▶ _What is needed_
Set down the entries that follow exactly as written, leaving out any images.

▶ _Recorded information_

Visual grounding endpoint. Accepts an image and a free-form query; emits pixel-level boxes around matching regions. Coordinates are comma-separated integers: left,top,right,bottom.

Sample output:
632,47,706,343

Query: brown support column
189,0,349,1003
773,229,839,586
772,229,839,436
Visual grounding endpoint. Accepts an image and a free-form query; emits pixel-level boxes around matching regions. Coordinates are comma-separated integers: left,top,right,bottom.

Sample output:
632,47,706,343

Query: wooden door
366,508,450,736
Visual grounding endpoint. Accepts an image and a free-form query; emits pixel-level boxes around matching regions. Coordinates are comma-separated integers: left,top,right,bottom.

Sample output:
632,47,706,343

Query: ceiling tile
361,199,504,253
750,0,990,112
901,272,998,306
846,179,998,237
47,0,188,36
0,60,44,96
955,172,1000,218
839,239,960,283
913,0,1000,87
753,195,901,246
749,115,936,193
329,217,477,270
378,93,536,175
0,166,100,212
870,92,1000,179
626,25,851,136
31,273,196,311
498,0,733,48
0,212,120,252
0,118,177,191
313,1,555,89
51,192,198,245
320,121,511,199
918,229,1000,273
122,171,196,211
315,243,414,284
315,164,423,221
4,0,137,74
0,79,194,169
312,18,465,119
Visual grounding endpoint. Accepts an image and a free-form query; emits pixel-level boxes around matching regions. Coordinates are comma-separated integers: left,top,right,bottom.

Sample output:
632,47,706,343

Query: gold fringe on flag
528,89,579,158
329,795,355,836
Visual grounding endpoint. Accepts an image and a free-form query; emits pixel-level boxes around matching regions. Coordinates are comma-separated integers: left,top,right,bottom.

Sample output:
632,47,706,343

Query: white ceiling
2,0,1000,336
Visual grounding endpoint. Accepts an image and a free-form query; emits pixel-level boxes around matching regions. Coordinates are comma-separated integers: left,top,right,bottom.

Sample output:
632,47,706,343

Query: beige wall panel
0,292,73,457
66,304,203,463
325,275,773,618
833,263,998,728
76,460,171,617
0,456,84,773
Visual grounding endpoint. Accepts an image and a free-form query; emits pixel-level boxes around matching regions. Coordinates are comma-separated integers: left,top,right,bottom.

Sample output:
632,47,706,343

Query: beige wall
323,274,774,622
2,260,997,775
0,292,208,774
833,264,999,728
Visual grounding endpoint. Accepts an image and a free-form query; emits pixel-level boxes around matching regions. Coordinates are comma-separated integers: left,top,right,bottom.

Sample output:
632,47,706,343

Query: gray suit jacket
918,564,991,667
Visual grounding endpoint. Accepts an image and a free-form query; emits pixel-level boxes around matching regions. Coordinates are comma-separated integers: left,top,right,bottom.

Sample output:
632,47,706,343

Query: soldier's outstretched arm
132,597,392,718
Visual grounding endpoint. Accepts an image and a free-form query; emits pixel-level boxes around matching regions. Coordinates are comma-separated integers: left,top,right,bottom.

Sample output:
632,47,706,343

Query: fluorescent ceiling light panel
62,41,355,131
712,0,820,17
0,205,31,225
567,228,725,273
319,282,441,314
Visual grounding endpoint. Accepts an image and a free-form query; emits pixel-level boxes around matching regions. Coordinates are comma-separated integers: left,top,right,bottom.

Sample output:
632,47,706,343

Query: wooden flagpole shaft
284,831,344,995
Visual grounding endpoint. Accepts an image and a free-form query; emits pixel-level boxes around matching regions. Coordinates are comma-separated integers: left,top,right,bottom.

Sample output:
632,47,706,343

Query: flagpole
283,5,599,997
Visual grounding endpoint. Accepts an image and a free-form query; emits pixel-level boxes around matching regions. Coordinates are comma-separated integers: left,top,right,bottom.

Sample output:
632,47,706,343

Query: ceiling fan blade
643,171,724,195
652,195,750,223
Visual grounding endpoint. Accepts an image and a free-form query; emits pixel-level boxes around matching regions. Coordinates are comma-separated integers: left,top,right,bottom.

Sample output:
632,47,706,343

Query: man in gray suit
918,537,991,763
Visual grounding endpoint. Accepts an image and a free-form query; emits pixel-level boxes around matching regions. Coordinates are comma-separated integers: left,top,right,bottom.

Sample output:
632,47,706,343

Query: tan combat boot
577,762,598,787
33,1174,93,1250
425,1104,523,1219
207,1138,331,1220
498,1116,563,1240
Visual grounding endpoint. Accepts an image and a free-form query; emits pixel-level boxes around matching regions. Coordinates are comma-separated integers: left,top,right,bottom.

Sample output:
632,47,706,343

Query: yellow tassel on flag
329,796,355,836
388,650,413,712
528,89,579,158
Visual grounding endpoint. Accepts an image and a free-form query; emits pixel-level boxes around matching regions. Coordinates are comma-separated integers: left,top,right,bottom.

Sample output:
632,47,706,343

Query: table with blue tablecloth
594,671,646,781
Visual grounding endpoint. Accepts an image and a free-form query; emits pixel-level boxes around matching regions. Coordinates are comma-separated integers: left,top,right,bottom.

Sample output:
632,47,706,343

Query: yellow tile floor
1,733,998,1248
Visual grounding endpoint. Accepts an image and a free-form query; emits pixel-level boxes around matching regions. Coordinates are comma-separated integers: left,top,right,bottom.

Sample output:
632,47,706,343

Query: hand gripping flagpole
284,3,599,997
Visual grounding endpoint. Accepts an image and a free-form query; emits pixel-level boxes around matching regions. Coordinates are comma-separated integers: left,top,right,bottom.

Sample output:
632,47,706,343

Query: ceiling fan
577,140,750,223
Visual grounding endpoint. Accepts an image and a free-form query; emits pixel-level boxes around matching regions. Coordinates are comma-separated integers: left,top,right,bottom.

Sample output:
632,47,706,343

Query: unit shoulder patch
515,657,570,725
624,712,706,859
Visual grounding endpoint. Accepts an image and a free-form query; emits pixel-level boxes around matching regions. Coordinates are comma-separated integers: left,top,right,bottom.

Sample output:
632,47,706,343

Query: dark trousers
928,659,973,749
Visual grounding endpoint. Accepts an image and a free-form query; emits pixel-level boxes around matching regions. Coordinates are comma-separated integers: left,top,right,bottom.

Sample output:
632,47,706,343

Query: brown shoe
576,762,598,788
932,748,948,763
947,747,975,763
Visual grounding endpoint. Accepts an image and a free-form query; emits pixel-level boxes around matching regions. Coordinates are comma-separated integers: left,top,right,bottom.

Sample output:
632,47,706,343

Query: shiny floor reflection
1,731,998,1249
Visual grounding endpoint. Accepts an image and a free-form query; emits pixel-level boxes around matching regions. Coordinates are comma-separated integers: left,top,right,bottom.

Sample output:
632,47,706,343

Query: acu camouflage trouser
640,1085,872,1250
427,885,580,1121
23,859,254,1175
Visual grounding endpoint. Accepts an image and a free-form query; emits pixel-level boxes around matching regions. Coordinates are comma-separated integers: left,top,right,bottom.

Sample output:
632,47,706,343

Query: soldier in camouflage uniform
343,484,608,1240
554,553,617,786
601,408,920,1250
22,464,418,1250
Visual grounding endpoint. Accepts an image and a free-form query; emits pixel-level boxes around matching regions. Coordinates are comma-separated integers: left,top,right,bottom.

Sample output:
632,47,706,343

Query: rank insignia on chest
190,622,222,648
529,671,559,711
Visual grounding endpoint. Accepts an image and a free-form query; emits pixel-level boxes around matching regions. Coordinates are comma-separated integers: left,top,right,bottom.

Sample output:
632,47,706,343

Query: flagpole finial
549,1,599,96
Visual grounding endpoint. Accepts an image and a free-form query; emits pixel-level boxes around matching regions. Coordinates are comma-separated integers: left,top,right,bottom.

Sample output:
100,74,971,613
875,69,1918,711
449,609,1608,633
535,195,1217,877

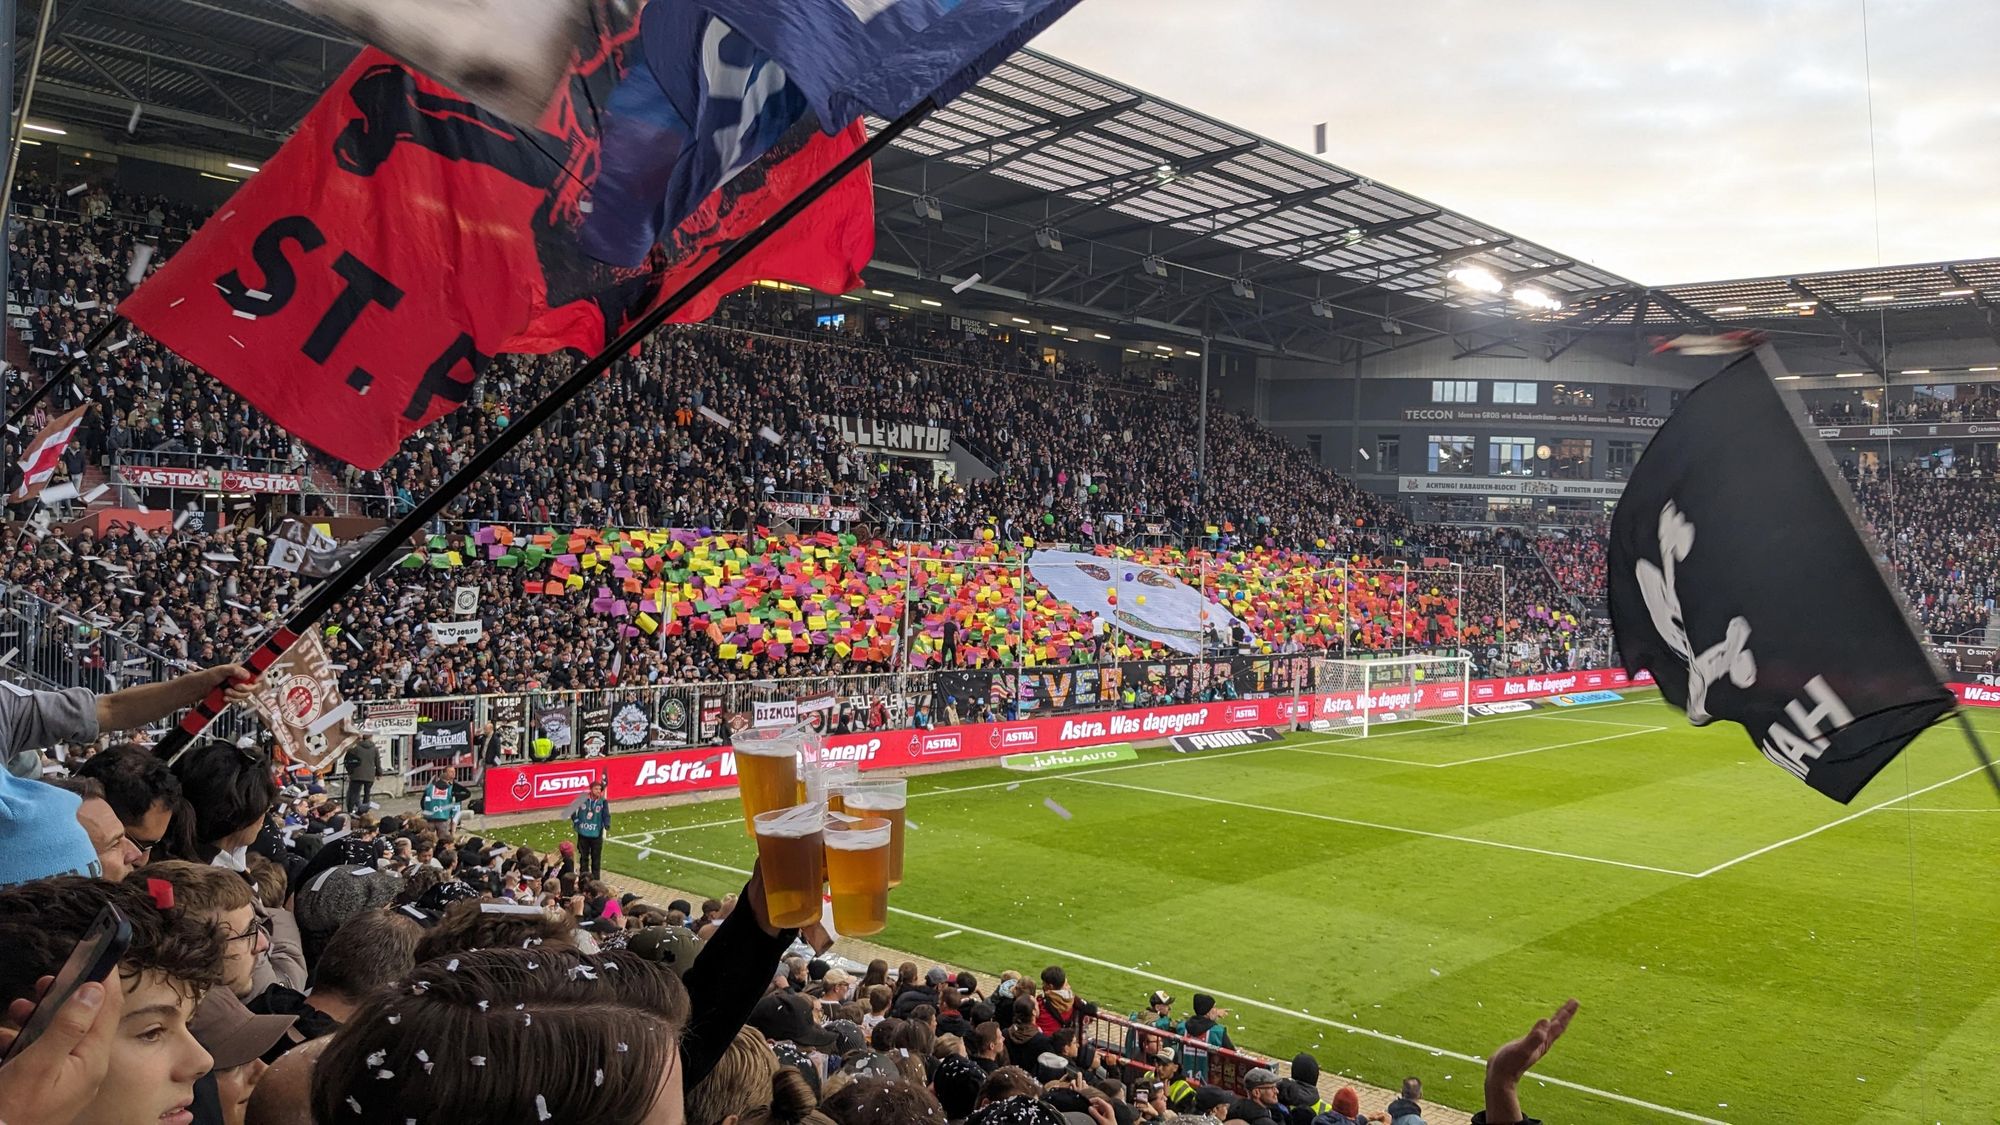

▶ _Task result_
Visual grounding endpoint. Accepts an image and a free-form query; emits pixel-level boxes around matching regions. Coordinates are comma-separated integers: left,top,right,bottom.

Sample output:
632,47,706,343

Query: brown support column
189,0,349,1003
773,229,839,586
772,229,839,436
Visual grounding endpoint. Accepts an image and a free-form query; emits pixel-level boxes around matching regions. Coordinates are comma-separated integers: left,top,right,bottom.

Sample output:
632,47,706,343

Query: wooden door
366,508,450,736
Visual grounding endpoint. Accepts an image and a free-form query; emits pixel-level boxes around matching regions. Coordinates are comma-separated integers: left,top,right,bottom.

Sample output:
632,47,706,343

Query: ceiling tile
361,199,504,253
750,0,990,112
901,272,998,306
846,179,998,237
47,0,188,36
0,60,44,96
955,172,1000,218
839,239,960,283
913,0,1000,87
753,195,901,246
749,115,936,193
329,217,477,270
378,93,536,175
0,166,100,212
870,92,1000,179
626,25,851,136
31,273,196,311
498,0,733,48
0,212,120,252
0,118,177,191
313,1,555,89
51,192,198,245
320,121,511,199
918,229,1000,273
122,171,196,211
315,243,414,284
315,164,423,221
4,0,137,74
0,79,194,169
312,18,465,119
Visual grounding endpoint. Accepts an image and a free-form query; emits pixel-level boxes around matching regions. Coordinates are comma-separated integers: left,top,right,bottom.

Sample output:
632,47,706,343

Query: gold fringe on flag
528,89,579,158
329,795,355,836
Visual grounding endpoint. Accepts an image and a free-form query; emits pixel-level boxes around matching regions. Coordinates are comma-separated integers: left,top,right,bottom.

Sample output:
632,47,706,343

Query: white ceiling
2,0,1000,336
Visual grounding endpoint. Accepts an image and a free-form query; emits pixel-level boxes around matching regions. Coordinates are comma-separated integers: left,top,right,bottom.

Sample output:
632,47,706,343

Query: beige wall panel
0,292,73,457
66,304,203,463
325,275,773,618
833,263,998,728
76,460,171,617
0,456,84,773
Visual grounding endpoint. Accepts an image and a free-form query; emits pixel-level boxes around matching regions. Coordinates are comma-separated integers: left,top,right,bottom.

Sample output:
632,47,706,343

Query: beige wall
323,274,774,622
2,260,997,775
0,292,208,774
833,264,999,728
Visual grounding endpoint. Accepts an image and a free-form query; emits pixel-level boxes around matching regions. Coordinates are comma-separated integers: left,top,right,bottom.

Sample output:
632,47,706,343

Query: gray suit jacket
918,564,991,667
Visual grounding endpoint. Accepts an image and a free-form query; emits pixel-level boxes around matching regions. Coordinates are comma-separated integers: left,top,right,bottom.

Sample output:
632,47,706,343

Query: soldier's outstretched arm
132,597,392,718
Visual grounding endpoint. Accepts an image and a free-form query; emits pixel-level boxes around matching regions. Coordinates are comma-separated integers: left,top,right,bottom.

Sample output:
632,47,706,343

Query: fluorescent ceiling light panel
62,41,355,131
712,0,820,17
0,205,31,225
567,228,725,273
319,282,441,314
Visual grounding endpoint. Accepts an image and a free-form query; emits pixel-level boxes around matching regions. Coordinates are comma-separated integers: left,top,right,bottom.

Sample output:
632,47,706,343

Query: wooden flagpole shaft
284,831,344,995
Visual grounding endpoint. Accepts an image and a free-form query; emits pixel-level boxes around matching regions. Coordinates are comma-separated integers: left,top,right,bottom.

Sample output:
632,47,706,343

Query: flagpole
283,5,599,997
Visual grounding endpoint. Accepts an image and a free-form query; emits pixel-level boxes around matching regions. Coordinates are comma-separated integers: left,top,right,bottom.

Sample output:
632,47,706,343

Query: ceiling fan blade
643,171,724,195
652,195,750,223
Visual grounding endpoint. Accepts an image and a free-form query; emits pixel-level boxes around matching regions. Coordinates are comma-separated integers: left,top,right,bottom.

Sample output:
632,47,706,343

Query: man in gray suit
918,537,991,763
Visual grounding endpoint. Accepts an image and a free-form query; emits pixel-level boxes around matching regions. Coordinates are comma-separated integers: left,top,right,bottom.

Sample output:
632,47,706,343

Query: tan combat boot
577,762,598,787
33,1174,93,1250
425,1104,523,1219
207,1138,331,1220
498,1116,563,1240
Visual grounding endpoint. Accepts an image and a free-form query; emits pixel-level boxes around matching regions. Coordinates are comma-separated integers: left,top,right,bottom.

Sample output:
632,47,706,343

Query: yellow tassel on flag
329,796,355,836
388,650,413,712
528,89,579,158
Visual grounding endpoint. Accepts an image and a free-form query; emits pixel-level boxes around matching regions. Coordinates are comma-separated integers: left,top,right,bottom.

Sample output:
632,47,706,343

Query: table with blue tablecloth
594,671,646,781
Visual grounding endpoint. Accepts an image and a free-form query; emits pixel-level boxes around matching regions. Coordinates are comma-separated integers: left,top,right,bottom.

Sample output:
632,47,706,343

Query: yellow tile floor
1,733,998,1248
Visual grounding endpoint. Accepts an image and a free-form query; emits pixel-level boxes around matching regions. Coordinates are comma-separated integers: left,top,right,bottom.

Sample output:
632,47,706,343

Query: hand gripping flagpole
284,3,599,997
Visual grounding endpoint. Accepts an image and a free-form query; emits pixel-level boxes around matching regions. Coordinates are comma-separated integers: left,top,right,bottom.

Sample output:
632,47,706,343

Query: ceiling fan
577,140,750,223
Visual grounding endpoint. Accepts an image and a free-form query; emits pixel-level boxes around matching regions. Coordinates are comma-separated integers: left,top,right,bottom.

Sample output:
632,47,706,343

Query: unit shoulder patch
515,657,570,725
624,712,706,859
Visual grounding endpoint. Accepts an image and a free-form query; emits pixel-level boxes around matching regions. Coordinates are comma-separated integers: left,top,right,bottom.

Sample output:
632,47,706,343

Query: dark trousers
928,659,973,749
Visual grounding endpoint. Accepts an image and a free-form query; emits pixel-level boxes around matching regions. Coordinates are comma-separated integers: left,top,right,bottom.

Sample output:
632,47,706,343

Query: brown shoe
576,762,598,788
932,748,948,763
947,747,975,763
Visual grounding endpoint. Accepts an image and a free-form query; emits pixel-level boxes around matching regions. Coordinates are comma-separated integers: left,top,right,bottom.

Sample output:
632,47,706,343

Query: shiny floor reflection
1,731,998,1249
Visual grounding endpoint. Accepts an image and a free-form query; emits pixel-level boxes around matching regions. Coordinates are comma-separated integers: left,top,right,bottom.

Sample output:
632,47,706,343

Query: acu camouflage trouser
640,1085,872,1250
427,885,580,1121
23,859,254,1175
Visual grounding endpoint. Accepts an image and a free-form query; emits pixel-level boxes around matching regions. Coordinates are comma-separated integers: left,top,right,bottom.

Sample output:
632,47,706,343

Query: soldier in camouflage uniform
343,484,608,1240
554,553,617,786
601,408,920,1250
22,464,418,1250
Visual grounding endpoint. Accepts an image and a free-form query; emits pixel-level boxes around matching regions. Coordinates are comma-separated integers: left,top,right,bottom.

Sample output:
632,47,706,343

Query: rank insignia on chest
190,622,222,648
529,671,559,711
Visual grounding endpoint. Accepts an image and a free-form query; emits pixel-level boxes around matching regions. Coordinates are comma-separated integers: left,top,right,bottom.

Sample output:
632,47,706,343

Query: flagpole finial
549,1,599,96
Visual grounding endpoint. Accepts an image and a free-form query; emits pixel-level boxes around matching regions. Coordinates are comma-separated integers: left,top,right,bottom.

Sample output:
100,74,971,613
875,69,1918,711
449,609,1608,633
535,195,1217,877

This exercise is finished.